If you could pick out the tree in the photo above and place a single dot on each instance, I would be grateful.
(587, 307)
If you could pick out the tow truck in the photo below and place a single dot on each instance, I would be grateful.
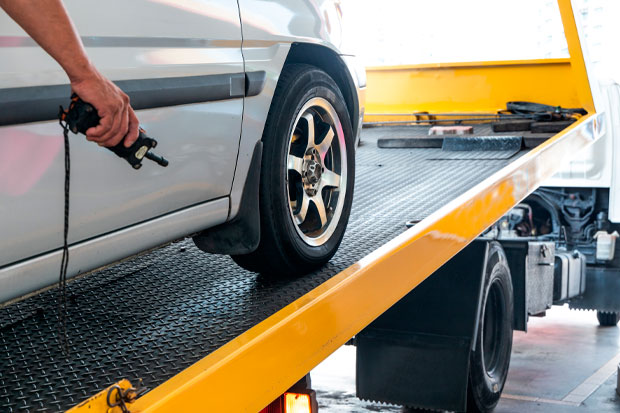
(177, 330)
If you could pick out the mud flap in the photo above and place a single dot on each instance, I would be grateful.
(417, 353)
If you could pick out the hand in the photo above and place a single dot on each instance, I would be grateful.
(118, 120)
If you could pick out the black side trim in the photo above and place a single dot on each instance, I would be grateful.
(242, 234)
(40, 103)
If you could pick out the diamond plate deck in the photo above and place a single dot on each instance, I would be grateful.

:::

Reproduce all of the items above word for word, leaving out the picture.

Solution to this problem ->
If you could pick out the tree in the photo above and place a single dot on each instance, I would be grateful.
(587, 307)
If you could pick out the tow truck in the photo below and place a single dot on each instance, I would be grateful.
(177, 330)
If you could pick out the mud flap in the photo above and place a single dot on each instance, I would be grateful.
(417, 353)
If you could pick out the hand in the photo above and place a single dot on each instance, I would be grateful.
(118, 120)
If you could pick out the black side trim in the photo above and place a single dot on each instance, I would be grateful.
(242, 234)
(40, 103)
If you could pick out the diamond plate deck in the photo above and place a single dot on each instance, I would be grateful.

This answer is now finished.